Exercise A: List every issue number of ACME Novelty Library mentioned in the passage about ACME Novelty Library #20.
Exercise B: From the passage about ACME Novelty Library #20, return the portion starting at "Pertinently enough, ACME" and ending at "of mid-story interlude.".
Exercise C: Take the passage about ACME Novelty Library #20 further, picking up after its final sentence.
>> start Passage given
Much to my embarrassment, it was later explained to me that LINT is in fact the subtitle to ACME Novelty Library #20, while the Mark Millar comics magazine is titled CLiNT. This is so you might look at the title a certain way and mistakenly (hilariously) think the magazine is really titled CUNT. “But mom,” I said, “that’s an awful name for a magazine! And disrespectful to Rory Hayes! There really are no ideas left. Alan Moore was right.” I noticed then that she was softly weeping over the phone, as is her tendency. God, it’s not my fault the apple harvest festival isn’t until October!
Pertinently enough, ACME #20 continues the prior issue’s motif of apparent production errors taking on deliberate and meaningful narrative properties; while a seeming color flub in the outer space portion of issue #19 actually revealed the subjectivity of the story’s narration, #20 at times sprinkles its pages with tiny image dots — a ‘lint’ of production — as a means of evoking sensations beyond the reach of comprehension. Turn to the back cover of issue #20, and you’ll find a pair of incomprehensible tiny words in the center of the blue paper band, floating like loose date, but really they’re the echo of one Jordan Wellington Lint, one of the periphery teen bully characters in Chris Ware’s larger Rusty Brown narrative, whom this issue follows from cradle to grave as a sort of mid-story interlude.
Eagle-eyed readers will note that portions of the story also appeared as Ware’s contribution to Zadie Smith’s 2008 anthology The Book of Other People, and indeed this may be Ware’s most thematically ‘literary’ work ever, awash in gnawing male lust for sex and power and tragic guilt and sour, neurotic ambition and nagging, spoiled dreams and women thrown aside and religion and violence and Mother and a symbolic biting of the thumb representative of the thumb’s murderous power over the humble ant, the dotty lint of natural life, and a triple-shot of contemporary import in the form of corporate financial shenanigans, sexual intolerance and media-saturated detachment from ongoing foreign conflicts. If issue #18 was a blueprint of a life among architecture, and #19 studied the lingering concerns of the (frustrated) creative mind, this one demands no less than to address American life as witnessed by one F.C. Ware.
>> end Passage given
>> start Recorded information
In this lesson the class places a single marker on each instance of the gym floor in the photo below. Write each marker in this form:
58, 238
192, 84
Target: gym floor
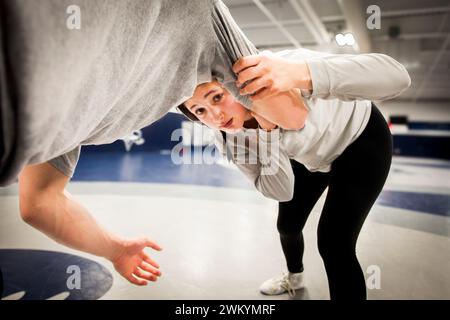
219, 235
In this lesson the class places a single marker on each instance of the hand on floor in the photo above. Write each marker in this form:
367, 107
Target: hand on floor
134, 264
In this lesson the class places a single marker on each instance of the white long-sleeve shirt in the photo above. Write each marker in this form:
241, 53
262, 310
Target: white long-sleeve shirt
339, 109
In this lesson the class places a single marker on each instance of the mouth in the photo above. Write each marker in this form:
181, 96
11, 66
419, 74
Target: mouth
228, 124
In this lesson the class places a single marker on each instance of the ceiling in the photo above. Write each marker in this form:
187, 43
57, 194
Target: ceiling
414, 32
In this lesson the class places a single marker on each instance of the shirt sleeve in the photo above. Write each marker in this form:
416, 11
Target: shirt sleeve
348, 77
231, 45
265, 163
67, 162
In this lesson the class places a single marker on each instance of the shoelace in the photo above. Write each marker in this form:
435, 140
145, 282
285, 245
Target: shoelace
286, 284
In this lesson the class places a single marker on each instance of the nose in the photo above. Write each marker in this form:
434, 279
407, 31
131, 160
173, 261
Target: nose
218, 115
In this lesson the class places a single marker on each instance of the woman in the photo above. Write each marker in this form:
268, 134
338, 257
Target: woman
344, 144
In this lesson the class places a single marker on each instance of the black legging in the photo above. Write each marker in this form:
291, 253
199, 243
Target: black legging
356, 179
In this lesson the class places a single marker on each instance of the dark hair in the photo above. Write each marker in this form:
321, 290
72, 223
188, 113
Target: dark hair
188, 114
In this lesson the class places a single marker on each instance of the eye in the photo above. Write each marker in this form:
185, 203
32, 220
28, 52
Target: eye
218, 97
199, 111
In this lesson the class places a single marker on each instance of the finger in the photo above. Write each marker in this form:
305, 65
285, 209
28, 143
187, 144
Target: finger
151, 244
254, 86
136, 281
248, 75
144, 274
147, 267
246, 62
149, 260
261, 120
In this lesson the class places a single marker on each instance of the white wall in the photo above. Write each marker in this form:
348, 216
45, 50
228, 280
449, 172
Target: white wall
419, 111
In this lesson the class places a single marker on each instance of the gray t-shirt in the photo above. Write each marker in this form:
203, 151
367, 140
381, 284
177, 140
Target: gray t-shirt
128, 65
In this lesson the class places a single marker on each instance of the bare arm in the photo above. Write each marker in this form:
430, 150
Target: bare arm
48, 207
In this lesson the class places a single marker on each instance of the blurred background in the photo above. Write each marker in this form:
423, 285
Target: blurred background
219, 234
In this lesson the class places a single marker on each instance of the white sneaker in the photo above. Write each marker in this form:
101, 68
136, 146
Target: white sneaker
288, 282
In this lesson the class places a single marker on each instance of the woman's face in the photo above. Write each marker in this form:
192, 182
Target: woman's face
214, 106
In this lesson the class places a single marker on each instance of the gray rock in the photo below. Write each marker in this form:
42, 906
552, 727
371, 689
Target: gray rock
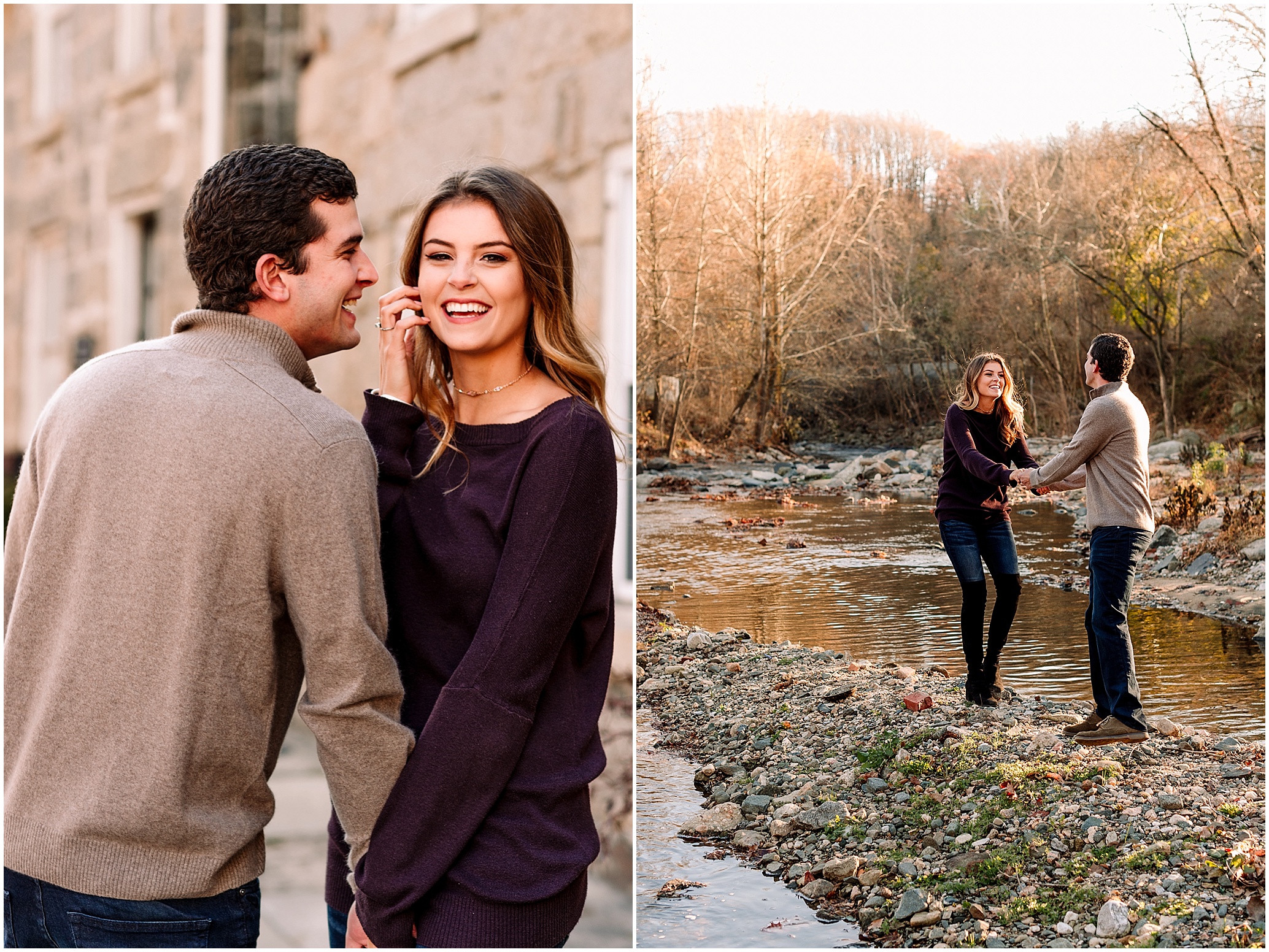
967, 861
1113, 919
839, 870
911, 902
797, 871
1165, 450
817, 889
698, 640
1201, 565
755, 804
822, 815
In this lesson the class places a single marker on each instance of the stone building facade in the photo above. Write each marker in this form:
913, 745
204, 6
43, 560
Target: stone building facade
112, 113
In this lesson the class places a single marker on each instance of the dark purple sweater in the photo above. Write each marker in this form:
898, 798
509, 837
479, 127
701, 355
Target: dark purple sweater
498, 570
975, 467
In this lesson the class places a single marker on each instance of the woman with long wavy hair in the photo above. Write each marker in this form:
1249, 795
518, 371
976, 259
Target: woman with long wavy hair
982, 433
498, 501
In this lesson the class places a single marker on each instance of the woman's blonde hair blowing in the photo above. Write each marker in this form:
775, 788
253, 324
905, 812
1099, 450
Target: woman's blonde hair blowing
1008, 410
554, 343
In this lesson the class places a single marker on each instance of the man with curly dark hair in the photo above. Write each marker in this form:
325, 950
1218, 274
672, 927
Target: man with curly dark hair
1108, 456
195, 536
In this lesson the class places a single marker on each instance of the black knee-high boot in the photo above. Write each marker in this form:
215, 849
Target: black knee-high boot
1008, 589
974, 606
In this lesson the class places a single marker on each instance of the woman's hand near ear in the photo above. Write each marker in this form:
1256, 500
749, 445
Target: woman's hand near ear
396, 342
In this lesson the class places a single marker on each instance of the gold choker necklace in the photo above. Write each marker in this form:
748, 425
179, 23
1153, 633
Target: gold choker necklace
493, 390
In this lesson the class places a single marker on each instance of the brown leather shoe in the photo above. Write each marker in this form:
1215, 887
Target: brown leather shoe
1111, 731
1089, 724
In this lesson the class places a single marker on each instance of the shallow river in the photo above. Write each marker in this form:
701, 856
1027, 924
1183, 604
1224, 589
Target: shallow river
738, 907
905, 607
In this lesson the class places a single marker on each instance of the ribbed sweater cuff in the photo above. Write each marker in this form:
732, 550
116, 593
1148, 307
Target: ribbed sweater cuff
457, 918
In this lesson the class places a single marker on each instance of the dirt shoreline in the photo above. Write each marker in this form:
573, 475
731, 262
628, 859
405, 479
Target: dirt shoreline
954, 826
>> end Recorded information
Response A: #20, #19, #18

Response B:
Pertinently enough, ACME #20 continues the prior issue’s motif of apparent production errors taking on deliberate and meaningful narrative properties; while a seeming color flub in the outer space portion of issue #19 actually revealed the subjectivity of the story’s narration, #20 at times sprinkles its pages with tiny image dots — a ‘lint’ of production — as a means of evoking sensations beyond the reach of comprehension. Turn to the back cover of issue #20, and you’ll find a pair of incomprehensible tiny words in the center of the blue paper band, floating like loose date, but really they’re the echo of one Jordan Wellington Lint, one of the periphery teen bully characters in Chris Ware’s larger Rusty Brown narrative, whom this issue follows from cradle to grave as a sort of mid-story interlude.

Response C:
Appropriately, then, we have some wide vistas as seen in the above image. An interesting departure for the this issue is that Ware’s characteristic iconographic techniques seem more inclined than ever toward simulating experiential properties, rather than depicting interrelationships from an omniscient narrative view. So, early pages use simple labeled images to approximate a child’s sensations of the world — sometimes breaking off into a flurry of word-picture combination to illustrate a child’s thought processes — while, toward the end of the book, the panel-to-panel narration becomes befuddled in the manner of a failing mind. Common to the second quarter of the book are ‘wide’ establishing panels (again, as seen above) bordered by tight narrative panels down bottom. You know:
This is from Jim Steranko’s 1981 adaptation of the motion picture Outland, produced for Heavy Metal magazine and never collected in English, although it’s been posted online (presumably with permission) here. Having recently finished a long conversation with Matt Seneca on the topics of Outland and Jack Kirby’s 1976 comics version of 2001: A Space Odyssey, it was inevitable I’d make some mental connection between Steranko & Ware, two comics artists fascinated with building up pages from tightly coordinated word-picture interrelations. Nearly every ‘page’ (actually double-page spreads) in Outland consists of a huge ‘master’ image with bordering or inset sequential panels confining character relationships to reactions in little boxes. Prolific narrative text or long chains of word balloons otherwise cover the area, breaking the characters apart from the (extremely simple) story being told and confining them in the isolated mining outpost that serves as setting for the action. Paradoxically, such wide images afford the characters no escape – it’s a claustrophobic work, stiff and harsh, nearly unwavering. Airless, oppressive.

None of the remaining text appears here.